"""
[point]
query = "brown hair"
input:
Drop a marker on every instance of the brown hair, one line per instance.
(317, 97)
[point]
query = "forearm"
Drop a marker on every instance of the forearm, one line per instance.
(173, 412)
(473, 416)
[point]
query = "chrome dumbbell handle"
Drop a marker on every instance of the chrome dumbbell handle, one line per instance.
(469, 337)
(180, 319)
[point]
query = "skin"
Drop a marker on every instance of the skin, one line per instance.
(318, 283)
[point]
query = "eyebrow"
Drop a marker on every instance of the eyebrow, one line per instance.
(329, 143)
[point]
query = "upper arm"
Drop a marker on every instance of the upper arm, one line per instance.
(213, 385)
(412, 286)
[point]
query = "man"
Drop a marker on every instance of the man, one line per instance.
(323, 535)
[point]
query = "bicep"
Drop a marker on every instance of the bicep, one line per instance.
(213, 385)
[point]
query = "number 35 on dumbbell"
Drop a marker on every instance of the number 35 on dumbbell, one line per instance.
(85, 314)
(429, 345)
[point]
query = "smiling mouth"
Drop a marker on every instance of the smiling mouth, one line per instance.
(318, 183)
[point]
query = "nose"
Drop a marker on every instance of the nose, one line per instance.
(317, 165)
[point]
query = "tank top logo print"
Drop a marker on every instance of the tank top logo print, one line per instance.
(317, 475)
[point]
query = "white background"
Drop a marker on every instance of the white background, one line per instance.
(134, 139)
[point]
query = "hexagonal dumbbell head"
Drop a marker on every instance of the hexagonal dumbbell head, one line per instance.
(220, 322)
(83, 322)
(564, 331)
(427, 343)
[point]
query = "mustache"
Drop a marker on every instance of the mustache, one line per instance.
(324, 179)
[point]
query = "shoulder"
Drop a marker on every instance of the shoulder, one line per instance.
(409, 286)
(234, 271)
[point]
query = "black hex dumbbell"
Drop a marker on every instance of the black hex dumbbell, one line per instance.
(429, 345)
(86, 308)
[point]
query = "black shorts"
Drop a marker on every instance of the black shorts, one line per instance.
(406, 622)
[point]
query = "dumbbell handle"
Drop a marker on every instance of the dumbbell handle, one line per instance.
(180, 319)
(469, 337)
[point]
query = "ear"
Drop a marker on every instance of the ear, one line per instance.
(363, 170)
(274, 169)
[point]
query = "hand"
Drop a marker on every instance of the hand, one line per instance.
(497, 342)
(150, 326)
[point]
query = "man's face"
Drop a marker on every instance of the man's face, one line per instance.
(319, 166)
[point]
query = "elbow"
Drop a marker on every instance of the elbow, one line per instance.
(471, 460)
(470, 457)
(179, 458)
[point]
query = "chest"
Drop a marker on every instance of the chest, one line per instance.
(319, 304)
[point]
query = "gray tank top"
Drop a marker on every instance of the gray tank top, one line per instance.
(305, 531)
"""
To do
Every entry must appear again in the answer, exactly as written.

Reply
[point]
query = "brown hair"
input:
Drop a marker on every instance of the brown hair, one line per instance.
(317, 97)
[point]
query = "forearm"
Drop a marker on every instance of the forearm, one line per instance.
(173, 412)
(473, 416)
[point]
query = "chrome dumbbell handle"
Drop a marker on every instance of the chrome dumbbell handle, one line per instance.
(469, 337)
(180, 319)
[point]
query = "skin"
Drop a marker on every instance of the skin, one line per instance.
(318, 283)
[point]
query = "eyebrow"
Drop a marker on every instance of the eyebrow, one line per instance.
(329, 143)
[point]
query = "upper arm"
Drop a marker on every instance of the upper arm, one line per instance.
(213, 385)
(412, 286)
[point]
query = "man"
Drop a marker on every instance of the man, one line per instance.
(323, 535)
[point]
query = "bicep"
Drop a marker on every instance of the bicep, one line per instance.
(213, 385)
[point]
query = "number 35 on dumbbell"
Drop a marker on every instance of the number 35 on dumbbell, one line per instance.
(85, 314)
(429, 345)
[point]
query = "smiling mouth"
Drop a marker on every instance of the smiling mouth, one line per instance.
(318, 183)
[point]
query = "nose"
Drop a marker on every instance of the nose, one line per instance.
(317, 165)
[point]
query = "tank top logo print"
Drop a marker on every instance of the tank top logo print, one line per instance.
(317, 475)
[point]
query = "white background"
Drop a marker on every instance of the white background, one line per instance.
(134, 139)
[point]
query = "hexagonal dumbbell head"
Drop a marker on every instance of the hexagonal dumbbell head, one line per instance.
(220, 322)
(83, 322)
(564, 331)
(427, 343)
[point]
query = "mustache"
Drop a marker on every instance of the mustache, one line per instance.
(324, 179)
[point]
query = "shoulder"
Drop a marker on every instance of the shoulder, one line per instance.
(409, 286)
(234, 271)
[point]
query = "black hex dumbbell"
Drop a marker on every instance of the black hex dumbbell, one line per instance.
(429, 345)
(86, 308)
[point]
query = "black shorts"
Drop a marker on every instance of the black shorts, one line per instance.
(406, 622)
[point]
query = "dumbbell handle"
Drop a marker on every instance of the dumbbell handle, one line per instance.
(180, 319)
(469, 337)
[point]
query = "ear"
Drop a marker on every instance of the ear, one line per instance.
(363, 170)
(274, 169)
[point]
query = "hand"
Drop a marker on every instance of the hand, one line per instance.
(497, 342)
(150, 326)
[point]
query = "man's face"
Drop a marker on every instance of the man's face, one line per instance.
(319, 166)
[point]
query = "elbow"
Drop a marker on every instance of the elbow, one line per instance.
(471, 460)
(470, 457)
(179, 458)
[point]
query = "chest"
Drop a marker on every instance of the chest, one line per instance.
(319, 304)
[point]
query = "gray tank top"
Drop a marker on every instance of the gray tank top, one line per instance.
(305, 531)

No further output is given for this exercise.